Items listed in a dataset:
☆ ☆ ☆ ☆ ☆
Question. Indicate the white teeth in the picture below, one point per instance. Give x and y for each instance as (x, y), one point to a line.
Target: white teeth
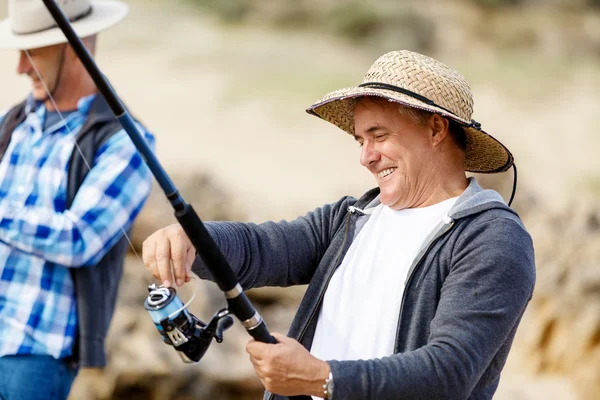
(385, 172)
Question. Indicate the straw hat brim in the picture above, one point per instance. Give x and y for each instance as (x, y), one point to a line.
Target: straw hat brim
(484, 153)
(105, 14)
☆ ☆ ☆ ☆ ☆
__Try it__: Within the records above, count the lines that include the string "point"; state the number and nothing else.

__Your solution__: 2